-- begin Quoted text --

So-called "free schools" in England are not "free" at all. They are part of
a world-wide assault on schooling and on organised labour in education.
  _____  


 

 


 

Morning Star.png

 

 

A Failed Experiment

 

 

Editorial, The Morning Star, London, 2 August 2016

 

The sorry tale of free school fraudster Sajid Hussain Raza is drawing to its
conclusion.

 

The founder of Kings Science Academy in Bradford — now Dixon Kings Academy —
faces a possible jail sentence alongside two former colleagues after being
found guilty of pocketing Department for Education grants to the tune of
around £150,000.

 

The news ought to be an embarrassment for the government. Kings Science
Academy was not just any school: it was among the very first free schools to
be established.

 

David Cameron personally visited the school, lavishing it with praise, in
2012, and over recent weeks the courts have heard that Raza exploited his
connection to former education secretary Michael Gove, threatening to call
him when challenged over accounting details by a civil servant.

 

The ex-principal’s conviction is unlikely to make waves now. The government
has changed: with Cameron and Gove both gone, a direct link to serving
ministers is severed.

 

It’s also old news: evidence of fraud by the academy’s founders was mounting
three years ago. Suspicious delays in Gove’s response to reports of
wrongdoing, the Department for Education’s (DfE) failure to release its
internal report into “financial mismanagement” until a copy was leaked to
Newsnight and conflicting reports as to why it took so long to report
anything to West Yorkshire Police were raked over in Parliament in 2014.

 

Brazen crook

 

Theresa May’s administration will seek to present this as an anomaly, one
bad apple in the free schools orchard.

 

May is already cultivating an image as a more cautious leader than her
predecessor — refusing to sign off on the nuclear plant deal at Hinkley
Point, for example.

 

Proof that Cameron and Gove were enthusiastic cheerleaders for a brazen
crook can be passed off as the result of their personal character flaws. The
wiser May, the government will imply, would not be so easily taken in.

 

But that would be to misread the significance of the Raza case.

-- end Quoted text --

:: Your tasks ::
1. Answer these questions about the free schools editorial:
(a) Which school did Sajid Hussain Raza found?
(b) In what year did David Cameron visit the school?
(c) Which deal does the editorial say Theresa May refused to sign off on?
2. Please carry on the free schools editorial from its final sentence.

-- begin Information shown --

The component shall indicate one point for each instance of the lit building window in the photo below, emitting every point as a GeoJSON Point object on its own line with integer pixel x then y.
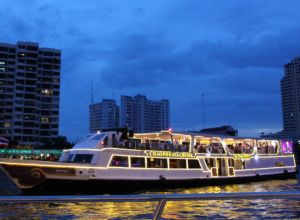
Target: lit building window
{"type": "Point", "coordinates": [7, 124]}
{"type": "Point", "coordinates": [46, 92]}
{"type": "Point", "coordinates": [45, 120]}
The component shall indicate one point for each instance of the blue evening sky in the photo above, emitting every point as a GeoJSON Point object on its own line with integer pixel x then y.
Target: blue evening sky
{"type": "Point", "coordinates": [231, 51]}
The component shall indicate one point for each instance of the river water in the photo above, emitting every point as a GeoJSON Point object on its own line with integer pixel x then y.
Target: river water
{"type": "Point", "coordinates": [233, 209]}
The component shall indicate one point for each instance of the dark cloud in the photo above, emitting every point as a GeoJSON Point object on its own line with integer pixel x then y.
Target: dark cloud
{"type": "Point", "coordinates": [233, 52]}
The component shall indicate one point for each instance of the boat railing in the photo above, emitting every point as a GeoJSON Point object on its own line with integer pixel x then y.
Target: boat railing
{"type": "Point", "coordinates": [162, 199]}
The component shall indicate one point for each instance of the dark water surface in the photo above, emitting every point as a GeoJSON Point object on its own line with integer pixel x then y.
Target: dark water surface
{"type": "Point", "coordinates": [233, 209]}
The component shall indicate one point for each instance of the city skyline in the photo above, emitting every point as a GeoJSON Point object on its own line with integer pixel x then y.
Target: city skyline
{"type": "Point", "coordinates": [231, 52]}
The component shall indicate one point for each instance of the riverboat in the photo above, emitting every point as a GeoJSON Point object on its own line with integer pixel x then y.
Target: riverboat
{"type": "Point", "coordinates": [110, 160]}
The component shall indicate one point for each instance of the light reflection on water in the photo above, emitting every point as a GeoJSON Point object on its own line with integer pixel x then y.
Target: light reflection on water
{"type": "Point", "coordinates": [238, 209]}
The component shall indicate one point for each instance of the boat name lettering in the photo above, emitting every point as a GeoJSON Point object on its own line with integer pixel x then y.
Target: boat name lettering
{"type": "Point", "coordinates": [242, 156]}
{"type": "Point", "coordinates": [169, 154]}
{"type": "Point", "coordinates": [62, 170]}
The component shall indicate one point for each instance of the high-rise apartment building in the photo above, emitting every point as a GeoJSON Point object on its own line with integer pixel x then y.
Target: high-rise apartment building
{"type": "Point", "coordinates": [104, 115]}
{"type": "Point", "coordinates": [290, 95]}
{"type": "Point", "coordinates": [143, 115]}
{"type": "Point", "coordinates": [29, 93]}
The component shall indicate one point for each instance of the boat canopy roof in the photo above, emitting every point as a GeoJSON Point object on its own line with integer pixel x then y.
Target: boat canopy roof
{"type": "Point", "coordinates": [90, 141]}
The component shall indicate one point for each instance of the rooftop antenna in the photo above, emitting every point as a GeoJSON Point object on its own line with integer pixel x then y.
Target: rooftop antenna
{"type": "Point", "coordinates": [92, 93]}
{"type": "Point", "coordinates": [203, 122]}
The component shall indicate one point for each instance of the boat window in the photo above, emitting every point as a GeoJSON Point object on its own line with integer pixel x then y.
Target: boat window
{"type": "Point", "coordinates": [119, 161]}
{"type": "Point", "coordinates": [213, 147]}
{"type": "Point", "coordinates": [98, 137]}
{"type": "Point", "coordinates": [83, 158]}
{"type": "Point", "coordinates": [137, 162]}
{"type": "Point", "coordinates": [267, 147]}
{"type": "Point", "coordinates": [177, 163]}
{"type": "Point", "coordinates": [239, 164]}
{"type": "Point", "coordinates": [70, 157]}
{"type": "Point", "coordinates": [209, 162]}
{"type": "Point", "coordinates": [194, 164]}
{"type": "Point", "coordinates": [240, 146]}
{"type": "Point", "coordinates": [157, 163]}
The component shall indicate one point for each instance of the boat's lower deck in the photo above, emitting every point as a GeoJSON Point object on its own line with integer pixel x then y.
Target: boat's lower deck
{"type": "Point", "coordinates": [53, 186]}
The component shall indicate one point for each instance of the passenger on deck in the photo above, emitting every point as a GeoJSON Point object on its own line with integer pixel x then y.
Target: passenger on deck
{"type": "Point", "coordinates": [147, 145]}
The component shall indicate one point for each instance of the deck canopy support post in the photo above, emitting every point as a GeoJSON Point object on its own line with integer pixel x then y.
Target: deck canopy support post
{"type": "Point", "coordinates": [159, 209]}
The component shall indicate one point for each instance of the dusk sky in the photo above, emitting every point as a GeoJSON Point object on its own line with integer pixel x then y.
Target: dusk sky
{"type": "Point", "coordinates": [231, 51]}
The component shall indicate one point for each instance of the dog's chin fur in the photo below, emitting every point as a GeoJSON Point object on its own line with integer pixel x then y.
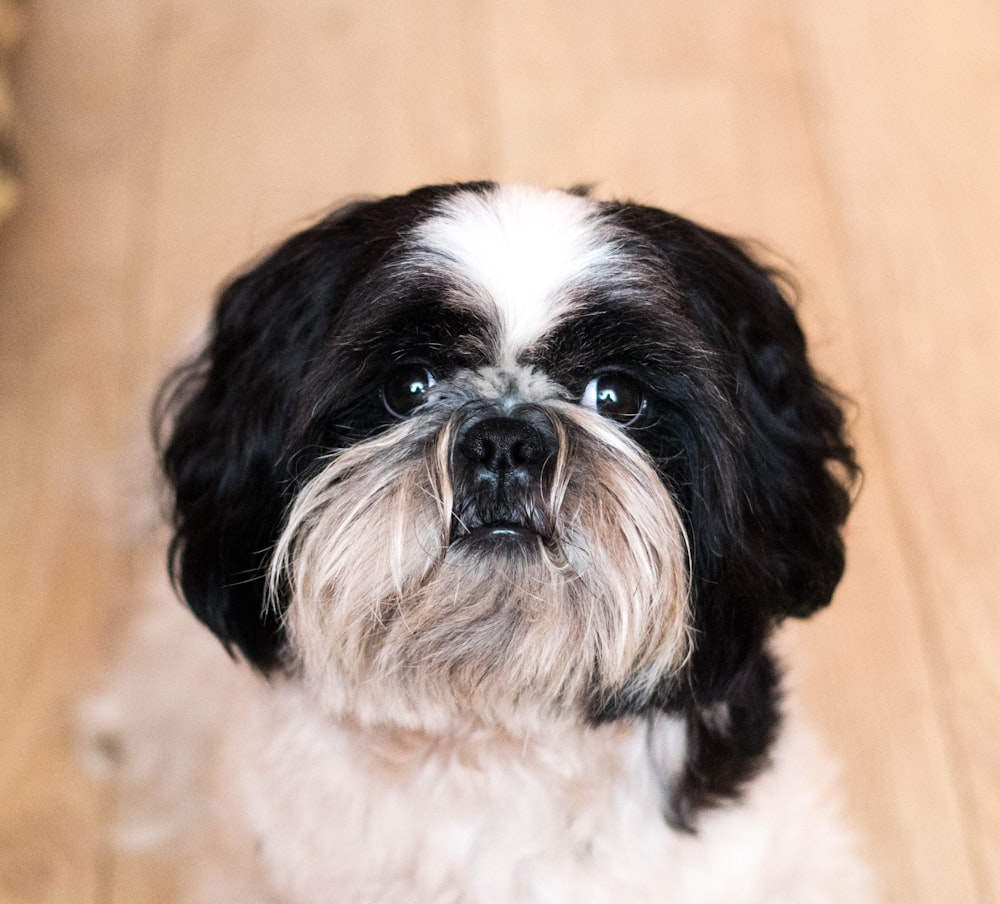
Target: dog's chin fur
{"type": "Point", "coordinates": [502, 494]}
{"type": "Point", "coordinates": [393, 622]}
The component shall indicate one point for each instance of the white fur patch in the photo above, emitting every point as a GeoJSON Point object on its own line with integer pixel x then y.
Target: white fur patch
{"type": "Point", "coordinates": [520, 248]}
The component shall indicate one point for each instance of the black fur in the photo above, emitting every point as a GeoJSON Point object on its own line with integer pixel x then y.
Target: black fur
{"type": "Point", "coordinates": [748, 439]}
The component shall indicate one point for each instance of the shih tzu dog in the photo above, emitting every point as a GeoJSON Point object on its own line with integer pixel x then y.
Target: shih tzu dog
{"type": "Point", "coordinates": [502, 492]}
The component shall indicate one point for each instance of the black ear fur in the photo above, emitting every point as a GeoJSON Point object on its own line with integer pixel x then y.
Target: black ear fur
{"type": "Point", "coordinates": [765, 539]}
{"type": "Point", "coordinates": [222, 421]}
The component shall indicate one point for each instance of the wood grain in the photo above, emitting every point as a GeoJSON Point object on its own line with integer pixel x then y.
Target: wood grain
{"type": "Point", "coordinates": [165, 141]}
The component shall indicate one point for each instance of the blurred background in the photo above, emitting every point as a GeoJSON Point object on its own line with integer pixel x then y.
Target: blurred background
{"type": "Point", "coordinates": [160, 143]}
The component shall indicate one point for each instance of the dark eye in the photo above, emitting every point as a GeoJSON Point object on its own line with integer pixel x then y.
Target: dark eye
{"type": "Point", "coordinates": [405, 388]}
{"type": "Point", "coordinates": [616, 396]}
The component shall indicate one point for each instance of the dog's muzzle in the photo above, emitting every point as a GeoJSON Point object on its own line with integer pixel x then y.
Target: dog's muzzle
{"type": "Point", "coordinates": [500, 467]}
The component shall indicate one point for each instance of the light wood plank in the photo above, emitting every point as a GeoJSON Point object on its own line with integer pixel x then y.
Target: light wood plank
{"type": "Point", "coordinates": [911, 144]}
{"type": "Point", "coordinates": [63, 401]}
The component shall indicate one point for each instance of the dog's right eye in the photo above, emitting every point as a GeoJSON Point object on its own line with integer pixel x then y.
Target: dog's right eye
{"type": "Point", "coordinates": [406, 388]}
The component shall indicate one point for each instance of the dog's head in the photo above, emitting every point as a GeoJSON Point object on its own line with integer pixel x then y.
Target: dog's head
{"type": "Point", "coordinates": [483, 449]}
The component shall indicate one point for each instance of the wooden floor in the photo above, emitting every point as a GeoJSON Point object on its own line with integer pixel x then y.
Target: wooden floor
{"type": "Point", "coordinates": [164, 141]}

-- end Information shown --

:: Responses per task ::
1.
(a) Kings Science Academy in Bradford, now Dixon Kings Academy.
(b) 2012.
(c) The nuclear plant deal at Hinkley Point.

2.
Fundamental problem

 

Too many of the issues at Kings Science Academy illustrate the fundamental
problem with the entire free schools project.

 

Like all free schools, the academy was not subject to local democratic
oversight — and was plagued by nepotism from the start, with the DfE’s
report revealing that relatives of the principal were appointed to key
positions.

 

Conflicts of interest abounded, with one of the patrons, senior Conservative
Alan Lewis, renting the site to the school for £296,000 a year, a sum MPs on
the public accounts committee later heard was around three times the market
rate for the area.

 

The DfE and the Education Funding Agency came under fire for their lack of
oversight. But free schools are practically designed to be a cash cow for
the unscrupulous.

 

It may still be illegal for the schools themselves to be run for a profit,
although this is a principle top Tories have repeatedly hinted is up for
sale.

 

Outsourcing

 

But many schools have found, after conversion to academy or free school
status, that they are required to outsource provision of key services —
cooking, cleaning, maintenance. An Observer investigation published last
month found evidence that schools at two academy chains were commissioning
services from firms owned by the same people who ran the chains.

 

Free schools have never lived up to the hype. Five years after Gove’s
“revolution” began, there remains no evidence that they perform any better
than local authority-run schools.

 

Sectoral bargaining agreements attacked

 

Their right to set their own pay and conditions for staff strikes at the
heart of sectoral bargaining agreements and helps to fragment and marketise
our education system.

 

And they are clearly a magnet for shady businessmen who see an opportunity
to fill their boots with public money. It’s time we put a stop to this
wretched experiment.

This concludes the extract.